**Document section**
** start **
Barclays pretax profit improved sharply to GBP8.41 billion from GBP3.07 billion in 2020, and came in ahead of market consensus of GBP8.11 billion. Helping to boost profit was a GBP653 million credit impairment release, swung dramatically from a GBP4.84 billion charge in 2020.

Towards the bottom of the index was DIY retailer Kingfisher, falling 5.6% after Societe Generale cut the stock to Sell from Hold.

Rio Tinto fell 2.2%. The miner hiked its dividend to record levels for 2021, following a sharp rise in profit and revenue, driven by significant price rises for major commodities, more than offsetting a decline in output.

For the year, the Anglo-Australian firm reported a pretax profit of USD30.83 billion, doubled from USD15.39 billion the year before, while underlying earnings before interest, tax, deprecation and amortisation rose 58% to USD37.72 billion from USD23.90 billion. However, consensus expectations had underlying Ebitda coming in at USD38.29 billion.

Rio Tinto declared a final ordinary dividend of 417.0 US cents, and a special payout of 62.0 cents. This brought the group's total payout to 1,040 cents per share, up 86% from 557 cents the year before.

At the bottom of the mid-cap FTSE 250 was Aston Martin, tumbling 8.7% despite the luxury car maker narrowing its loss. For 2021, Aston Martin generated revenue of GBP1.10 billion, up 79% from GBP611.8 million in 2020, and its pretax loss narrowed to GBP213.8 million from a loss of GBP466 million.
** end **
**Data extract**
** start **
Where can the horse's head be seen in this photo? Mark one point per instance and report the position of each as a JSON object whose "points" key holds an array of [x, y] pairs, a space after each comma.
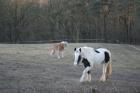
{"points": [[77, 56], [65, 43]]}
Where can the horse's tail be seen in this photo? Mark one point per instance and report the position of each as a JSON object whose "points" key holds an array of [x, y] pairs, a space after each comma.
{"points": [[109, 67]]}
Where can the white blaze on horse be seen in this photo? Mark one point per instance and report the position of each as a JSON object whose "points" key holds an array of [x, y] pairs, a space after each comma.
{"points": [[90, 56], [58, 49]]}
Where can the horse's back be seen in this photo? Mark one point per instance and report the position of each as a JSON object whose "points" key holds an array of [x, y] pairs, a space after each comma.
{"points": [[100, 55], [102, 50]]}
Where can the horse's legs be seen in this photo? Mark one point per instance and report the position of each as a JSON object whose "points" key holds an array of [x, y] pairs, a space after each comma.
{"points": [[89, 76], [103, 77], [85, 74]]}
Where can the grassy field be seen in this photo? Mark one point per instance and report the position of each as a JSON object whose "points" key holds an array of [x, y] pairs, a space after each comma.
{"points": [[28, 68]]}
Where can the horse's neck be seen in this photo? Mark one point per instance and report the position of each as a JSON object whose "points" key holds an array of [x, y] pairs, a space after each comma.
{"points": [[87, 52]]}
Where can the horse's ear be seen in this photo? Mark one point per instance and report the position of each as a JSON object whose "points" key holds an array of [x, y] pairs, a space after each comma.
{"points": [[74, 49], [80, 49]]}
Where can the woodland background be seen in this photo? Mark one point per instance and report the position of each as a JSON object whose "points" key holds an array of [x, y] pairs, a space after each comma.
{"points": [[33, 21]]}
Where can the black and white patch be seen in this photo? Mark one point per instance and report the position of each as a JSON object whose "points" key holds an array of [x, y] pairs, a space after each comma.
{"points": [[107, 57], [86, 64], [96, 51]]}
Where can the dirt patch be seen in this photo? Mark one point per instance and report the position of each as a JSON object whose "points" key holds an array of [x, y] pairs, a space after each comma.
{"points": [[28, 68]]}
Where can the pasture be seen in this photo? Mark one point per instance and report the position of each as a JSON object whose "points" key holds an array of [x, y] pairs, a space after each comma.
{"points": [[28, 68]]}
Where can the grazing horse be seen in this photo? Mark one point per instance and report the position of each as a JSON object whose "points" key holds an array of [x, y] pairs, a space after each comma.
{"points": [[58, 48], [90, 56]]}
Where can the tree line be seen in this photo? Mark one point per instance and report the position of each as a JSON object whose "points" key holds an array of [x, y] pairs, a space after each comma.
{"points": [[115, 21]]}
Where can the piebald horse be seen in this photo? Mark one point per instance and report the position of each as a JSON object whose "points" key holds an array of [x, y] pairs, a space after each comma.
{"points": [[90, 56], [58, 48]]}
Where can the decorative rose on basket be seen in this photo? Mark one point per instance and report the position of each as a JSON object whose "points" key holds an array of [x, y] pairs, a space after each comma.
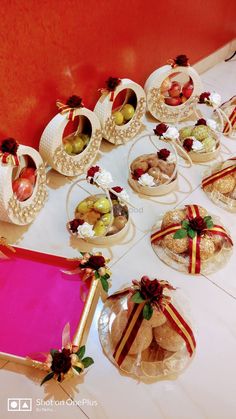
{"points": [[64, 363], [190, 239]]}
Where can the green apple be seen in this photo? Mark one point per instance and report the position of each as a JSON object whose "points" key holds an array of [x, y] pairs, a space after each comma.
{"points": [[77, 145], [102, 205], [68, 147], [106, 219], [128, 112], [118, 117], [99, 228]]}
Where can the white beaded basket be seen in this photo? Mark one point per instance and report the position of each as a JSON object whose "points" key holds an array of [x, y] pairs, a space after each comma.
{"points": [[155, 102], [52, 150], [11, 209], [120, 134]]}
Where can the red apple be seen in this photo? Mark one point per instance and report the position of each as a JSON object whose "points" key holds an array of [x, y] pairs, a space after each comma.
{"points": [[23, 188], [175, 89], [173, 101], [187, 89], [28, 173]]}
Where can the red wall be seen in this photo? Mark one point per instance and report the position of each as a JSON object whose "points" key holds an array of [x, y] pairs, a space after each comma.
{"points": [[50, 49]]}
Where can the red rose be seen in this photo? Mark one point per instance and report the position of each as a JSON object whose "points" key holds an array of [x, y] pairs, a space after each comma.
{"points": [[112, 83], [150, 289], [74, 224], [163, 154], [138, 173], [160, 129], [91, 172], [9, 145], [117, 189], [61, 362], [197, 224], [74, 102], [182, 60], [204, 96], [94, 262], [187, 144], [201, 121]]}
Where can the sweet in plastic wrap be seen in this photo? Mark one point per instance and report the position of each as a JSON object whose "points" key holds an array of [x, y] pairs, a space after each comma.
{"points": [[190, 240], [144, 332]]}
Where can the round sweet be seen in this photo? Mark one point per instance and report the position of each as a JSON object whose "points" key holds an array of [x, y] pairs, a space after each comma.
{"points": [[143, 338], [175, 245], [173, 217], [155, 173], [225, 185], [168, 338], [207, 248], [185, 132], [200, 132]]}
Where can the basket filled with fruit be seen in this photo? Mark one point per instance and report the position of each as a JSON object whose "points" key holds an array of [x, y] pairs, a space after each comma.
{"points": [[154, 173], [120, 109], [100, 213], [172, 90], [71, 140], [219, 183], [200, 141], [144, 330], [191, 240], [22, 182]]}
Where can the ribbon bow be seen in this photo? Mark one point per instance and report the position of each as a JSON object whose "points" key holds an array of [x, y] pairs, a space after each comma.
{"points": [[194, 243], [135, 321], [73, 103], [220, 174]]}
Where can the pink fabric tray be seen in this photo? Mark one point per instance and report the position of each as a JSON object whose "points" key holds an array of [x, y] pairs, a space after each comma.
{"points": [[36, 301]]}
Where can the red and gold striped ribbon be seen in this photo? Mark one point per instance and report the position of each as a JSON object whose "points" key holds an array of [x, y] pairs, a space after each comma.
{"points": [[218, 175], [180, 326], [8, 158], [232, 119], [134, 322]]}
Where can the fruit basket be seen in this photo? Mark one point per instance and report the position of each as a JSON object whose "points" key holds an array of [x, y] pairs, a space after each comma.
{"points": [[99, 213], [71, 155], [154, 173], [22, 182], [219, 183], [120, 109], [200, 141], [172, 91], [143, 330], [191, 240]]}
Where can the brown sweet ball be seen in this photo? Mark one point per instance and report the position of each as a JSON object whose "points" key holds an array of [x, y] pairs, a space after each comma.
{"points": [[173, 217], [207, 248], [175, 245], [143, 338], [225, 185], [155, 173], [168, 338], [120, 222]]}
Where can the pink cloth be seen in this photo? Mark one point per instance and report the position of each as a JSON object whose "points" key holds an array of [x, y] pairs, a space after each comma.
{"points": [[36, 301]]}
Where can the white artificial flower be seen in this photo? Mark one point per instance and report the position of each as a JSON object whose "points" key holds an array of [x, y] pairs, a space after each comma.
{"points": [[197, 145], [171, 133], [211, 124], [85, 230], [103, 178], [146, 180], [171, 158], [123, 197], [215, 99]]}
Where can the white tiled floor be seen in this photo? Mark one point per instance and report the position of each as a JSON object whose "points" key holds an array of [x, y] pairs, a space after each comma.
{"points": [[206, 390]]}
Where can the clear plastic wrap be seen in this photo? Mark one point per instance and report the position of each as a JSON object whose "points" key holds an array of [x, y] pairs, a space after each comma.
{"points": [[206, 252], [158, 350], [219, 183]]}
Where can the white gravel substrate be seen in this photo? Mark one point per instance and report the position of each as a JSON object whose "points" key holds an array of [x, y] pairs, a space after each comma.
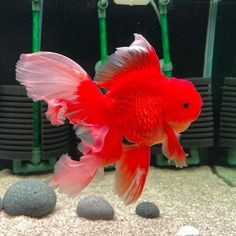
{"points": [[190, 196]]}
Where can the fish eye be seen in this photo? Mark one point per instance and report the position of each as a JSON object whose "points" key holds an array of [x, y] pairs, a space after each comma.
{"points": [[186, 105]]}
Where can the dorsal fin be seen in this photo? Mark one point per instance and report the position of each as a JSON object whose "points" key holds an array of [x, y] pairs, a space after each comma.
{"points": [[140, 57]]}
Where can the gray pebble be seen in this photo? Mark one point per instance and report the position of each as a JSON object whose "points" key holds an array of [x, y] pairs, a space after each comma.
{"points": [[95, 208], [147, 210], [29, 197]]}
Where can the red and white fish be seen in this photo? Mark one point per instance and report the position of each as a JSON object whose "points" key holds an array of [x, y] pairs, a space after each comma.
{"points": [[140, 104]]}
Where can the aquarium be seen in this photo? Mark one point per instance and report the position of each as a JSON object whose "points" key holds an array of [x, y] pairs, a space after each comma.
{"points": [[118, 117]]}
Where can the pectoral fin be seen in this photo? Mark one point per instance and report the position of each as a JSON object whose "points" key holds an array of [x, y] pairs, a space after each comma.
{"points": [[172, 149]]}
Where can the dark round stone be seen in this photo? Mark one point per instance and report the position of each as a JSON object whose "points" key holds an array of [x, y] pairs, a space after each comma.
{"points": [[95, 208], [147, 210], [29, 197]]}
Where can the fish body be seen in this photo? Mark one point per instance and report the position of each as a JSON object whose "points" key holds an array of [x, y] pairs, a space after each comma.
{"points": [[141, 105]]}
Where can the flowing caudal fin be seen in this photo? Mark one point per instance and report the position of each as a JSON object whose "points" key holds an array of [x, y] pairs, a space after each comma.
{"points": [[64, 85], [137, 60], [48, 75], [132, 172], [71, 176]]}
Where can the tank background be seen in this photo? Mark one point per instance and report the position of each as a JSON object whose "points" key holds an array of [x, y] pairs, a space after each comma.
{"points": [[224, 65], [71, 28]]}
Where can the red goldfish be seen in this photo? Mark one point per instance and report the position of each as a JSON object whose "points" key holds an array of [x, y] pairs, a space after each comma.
{"points": [[140, 104]]}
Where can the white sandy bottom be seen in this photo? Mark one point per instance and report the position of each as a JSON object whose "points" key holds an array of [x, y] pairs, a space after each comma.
{"points": [[191, 196]]}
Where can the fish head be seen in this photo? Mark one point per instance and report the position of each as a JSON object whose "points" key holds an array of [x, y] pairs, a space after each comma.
{"points": [[182, 104]]}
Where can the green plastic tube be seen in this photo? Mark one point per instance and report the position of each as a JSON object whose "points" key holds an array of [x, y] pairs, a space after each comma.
{"points": [[102, 6], [167, 68], [36, 31]]}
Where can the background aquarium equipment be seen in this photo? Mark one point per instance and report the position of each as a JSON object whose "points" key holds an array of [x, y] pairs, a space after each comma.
{"points": [[202, 48]]}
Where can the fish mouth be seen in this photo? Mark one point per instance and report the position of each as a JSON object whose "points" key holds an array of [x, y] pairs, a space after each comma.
{"points": [[179, 127]]}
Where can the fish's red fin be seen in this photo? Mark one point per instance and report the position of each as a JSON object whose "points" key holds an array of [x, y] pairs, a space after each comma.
{"points": [[132, 171], [48, 75], [172, 149], [72, 176], [138, 59]]}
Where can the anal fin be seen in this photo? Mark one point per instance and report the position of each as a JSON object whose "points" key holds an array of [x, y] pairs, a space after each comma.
{"points": [[132, 171]]}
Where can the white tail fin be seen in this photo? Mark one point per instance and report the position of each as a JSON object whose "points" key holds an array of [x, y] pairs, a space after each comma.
{"points": [[71, 176]]}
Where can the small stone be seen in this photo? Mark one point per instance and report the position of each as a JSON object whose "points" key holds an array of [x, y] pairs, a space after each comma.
{"points": [[29, 197], [147, 210], [188, 230], [95, 208]]}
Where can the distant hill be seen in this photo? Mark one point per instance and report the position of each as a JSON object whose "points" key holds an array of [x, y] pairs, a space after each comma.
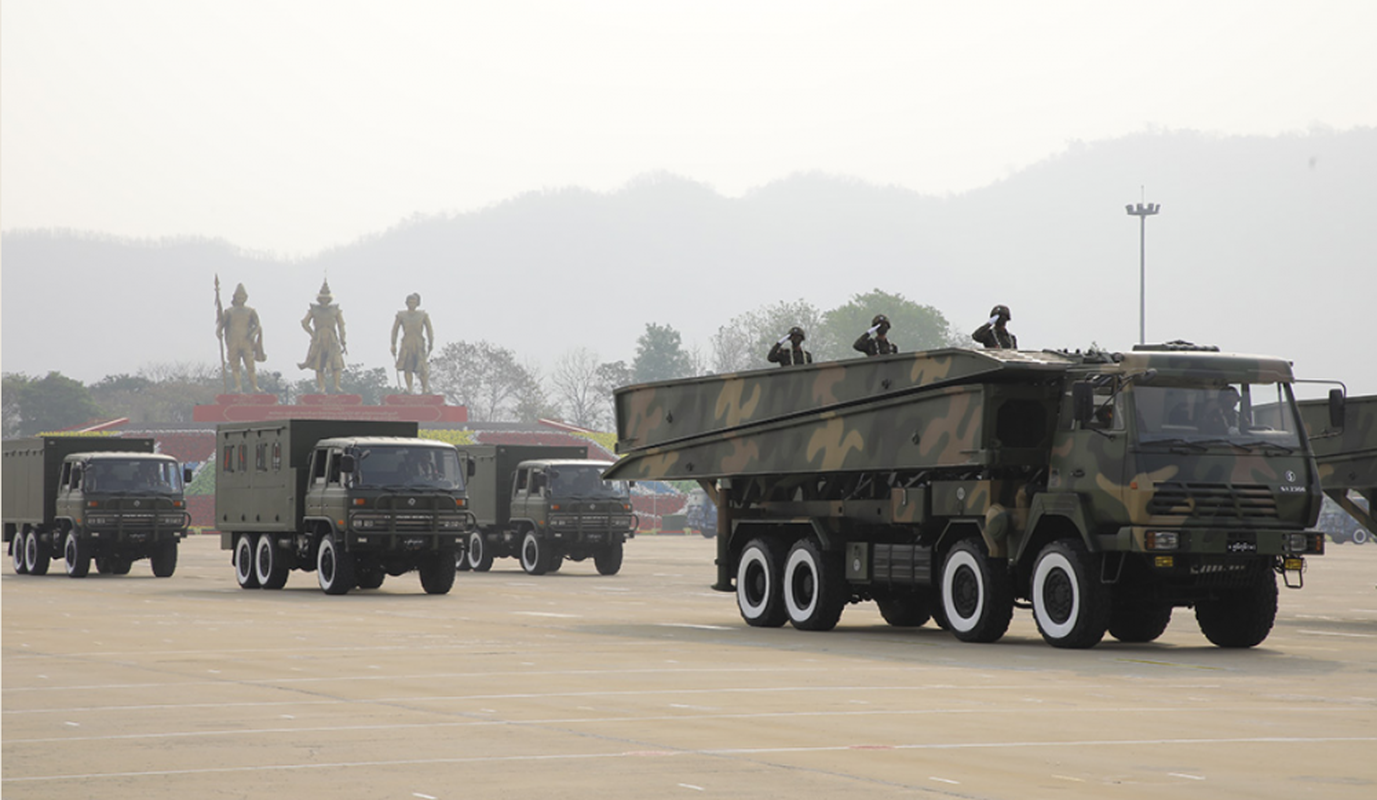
{"points": [[1263, 244]]}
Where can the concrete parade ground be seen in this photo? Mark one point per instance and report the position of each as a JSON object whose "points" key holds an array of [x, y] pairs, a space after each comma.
{"points": [[649, 685]]}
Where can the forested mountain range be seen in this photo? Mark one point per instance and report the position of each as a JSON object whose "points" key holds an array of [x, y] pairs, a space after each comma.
{"points": [[1263, 244]]}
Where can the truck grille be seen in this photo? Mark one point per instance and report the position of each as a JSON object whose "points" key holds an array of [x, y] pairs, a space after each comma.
{"points": [[1213, 500]]}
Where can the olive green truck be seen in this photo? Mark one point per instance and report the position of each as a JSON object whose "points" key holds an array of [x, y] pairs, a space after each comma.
{"points": [[353, 501], [544, 504], [1100, 489], [84, 499]]}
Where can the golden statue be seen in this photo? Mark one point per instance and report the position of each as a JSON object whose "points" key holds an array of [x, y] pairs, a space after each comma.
{"points": [[325, 322], [241, 335], [417, 340]]}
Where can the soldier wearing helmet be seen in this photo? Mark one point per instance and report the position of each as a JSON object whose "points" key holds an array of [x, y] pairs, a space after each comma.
{"points": [[880, 344], [795, 353], [993, 335]]}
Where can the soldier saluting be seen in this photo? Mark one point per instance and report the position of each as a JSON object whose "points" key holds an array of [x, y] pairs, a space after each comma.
{"points": [[795, 353], [993, 335], [880, 344]]}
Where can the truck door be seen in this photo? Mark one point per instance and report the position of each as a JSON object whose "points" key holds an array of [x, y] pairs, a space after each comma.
{"points": [[1089, 457]]}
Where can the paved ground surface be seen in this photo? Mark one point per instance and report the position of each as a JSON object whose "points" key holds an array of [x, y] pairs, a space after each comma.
{"points": [[647, 685]]}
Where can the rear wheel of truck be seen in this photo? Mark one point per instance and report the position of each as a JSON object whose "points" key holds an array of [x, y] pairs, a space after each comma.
{"points": [[976, 596], [759, 596], [905, 609], [164, 559], [269, 563], [1136, 621], [17, 554], [1239, 617], [333, 567], [609, 559], [479, 558], [438, 574], [1070, 605], [36, 555], [814, 587], [77, 554], [244, 572], [534, 554]]}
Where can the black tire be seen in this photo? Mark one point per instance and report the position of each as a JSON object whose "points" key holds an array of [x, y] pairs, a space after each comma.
{"points": [[1239, 617], [534, 554], [77, 554], [333, 567], [164, 559], [976, 596], [244, 570], [438, 574], [269, 563], [759, 595], [36, 555], [369, 576], [17, 554], [905, 609], [814, 587], [1136, 621], [609, 559], [1070, 605], [479, 555]]}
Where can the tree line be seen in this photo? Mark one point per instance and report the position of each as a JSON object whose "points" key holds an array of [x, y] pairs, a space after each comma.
{"points": [[492, 380]]}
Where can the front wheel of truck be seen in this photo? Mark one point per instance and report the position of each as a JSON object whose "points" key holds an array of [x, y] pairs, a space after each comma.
{"points": [[534, 554], [609, 559], [478, 556], [759, 596], [333, 566], [77, 554], [1070, 603], [976, 596], [1239, 617], [244, 570], [164, 559], [438, 574], [36, 555], [269, 563], [814, 587]]}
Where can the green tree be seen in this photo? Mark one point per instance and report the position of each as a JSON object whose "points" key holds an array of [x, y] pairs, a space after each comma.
{"points": [[48, 404], [913, 327], [660, 354]]}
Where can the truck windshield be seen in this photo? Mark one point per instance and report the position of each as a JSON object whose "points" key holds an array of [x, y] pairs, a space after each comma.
{"points": [[1233, 413], [145, 475], [584, 481], [406, 467]]}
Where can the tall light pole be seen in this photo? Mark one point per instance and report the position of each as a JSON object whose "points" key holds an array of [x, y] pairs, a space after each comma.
{"points": [[1142, 211]]}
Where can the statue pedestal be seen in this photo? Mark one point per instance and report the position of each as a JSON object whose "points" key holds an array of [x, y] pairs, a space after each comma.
{"points": [[256, 408]]}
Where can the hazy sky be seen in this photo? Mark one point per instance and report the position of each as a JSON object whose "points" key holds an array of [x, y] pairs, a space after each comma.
{"points": [[293, 125]]}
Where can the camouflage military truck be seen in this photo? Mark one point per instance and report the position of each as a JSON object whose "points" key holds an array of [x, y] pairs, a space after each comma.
{"points": [[1105, 489], [1347, 453], [544, 504], [354, 501], [86, 499]]}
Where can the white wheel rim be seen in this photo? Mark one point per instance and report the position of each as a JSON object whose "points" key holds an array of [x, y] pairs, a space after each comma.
{"points": [[752, 558], [954, 562], [800, 559], [1045, 566]]}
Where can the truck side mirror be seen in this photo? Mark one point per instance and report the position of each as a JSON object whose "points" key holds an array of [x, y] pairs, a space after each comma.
{"points": [[1083, 402], [1336, 409]]}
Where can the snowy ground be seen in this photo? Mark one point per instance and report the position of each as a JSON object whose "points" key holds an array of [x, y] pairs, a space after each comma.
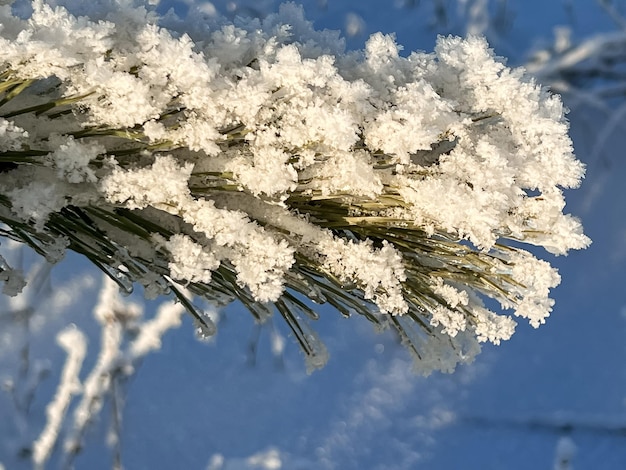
{"points": [[216, 405]]}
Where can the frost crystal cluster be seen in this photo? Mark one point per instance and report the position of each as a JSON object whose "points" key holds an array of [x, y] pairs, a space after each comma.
{"points": [[260, 162]]}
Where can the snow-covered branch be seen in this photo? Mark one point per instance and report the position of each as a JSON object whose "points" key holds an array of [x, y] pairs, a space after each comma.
{"points": [[262, 163]]}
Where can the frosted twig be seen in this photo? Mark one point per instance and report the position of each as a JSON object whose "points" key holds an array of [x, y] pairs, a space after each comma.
{"points": [[75, 344]]}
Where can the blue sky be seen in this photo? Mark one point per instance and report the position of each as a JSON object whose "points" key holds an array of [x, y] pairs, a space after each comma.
{"points": [[192, 402]]}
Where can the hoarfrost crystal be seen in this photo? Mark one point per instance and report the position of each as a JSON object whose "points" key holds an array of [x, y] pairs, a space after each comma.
{"points": [[260, 162]]}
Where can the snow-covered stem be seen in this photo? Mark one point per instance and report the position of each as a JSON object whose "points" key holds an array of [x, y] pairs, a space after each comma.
{"points": [[262, 163], [74, 342]]}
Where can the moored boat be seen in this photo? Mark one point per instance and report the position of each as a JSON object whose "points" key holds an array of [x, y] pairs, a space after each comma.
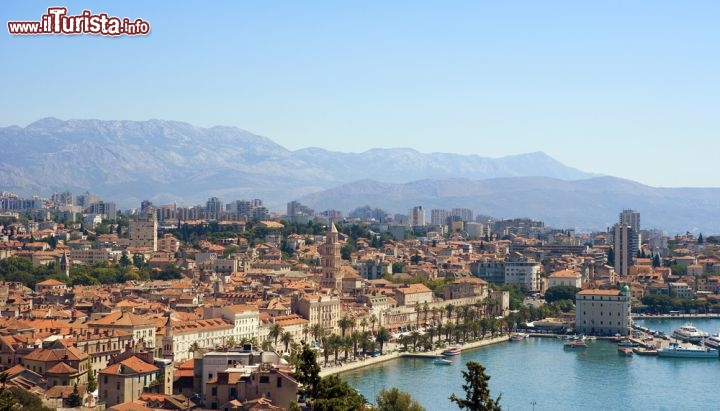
** end **
**Tasks and exercises**
a. Which percentage figures appear in the market report? List every one in the order it occurs.
b. Answer each question about the market report:
(i) What was the market consensus for Barclays' pretax profit?
(ii) Which firm cut Kingfisher to Sell from Hold?
(iii) How large was Rio Tinto's special payout?
c. Carry the market report on company results forward from its last sentence.
The items have no part in this work.

**Responses in order**
a. 5.6%, 2.2%, 58%, 86%, 8.7%, 79%

b.
(i) GBP8.11 billion
(ii) Societe Generale
(iii) 62.0 cents

c.
Looking ahead, the Warwickshire, England-based firm said it was "well on its way" to achieving medium-term targets of 10,000 wholesales, GBP2 billion revenue and GBP500 million adjusted earnings before interest, tax, depreciation, and amortisation by 2024/25.

Supply chains globally continue to experience disruption, Aston Martin said, and it is focused on mitigating any hindrances this may have on production.

Central and eastern Europe-focused airline Wizz Air ended down 8.6% on disruption fears as tensions over Ukraine mount.

Elsewhere in London, Ted Baker rose 9.8% after the upmarket clothes retailer reported robust sales growth and improved margins in its fourth-quarter. Sales in its fourth-quarter ended January 29 increased 35% compared to the same period a year before. Sales also rose 18% from those reported in the third quarter.

The UK corporate calendar on Thursday is busy, with full-year results from the likes of lender Lloyds Banking, miner Anglo American, defence firm BAE Systems, jet engine maker Rolls-Royce and British Gas parent Centrica.

Thursday's economic calendar has US gross domestic product and initial jobless clams at 1330 GMT.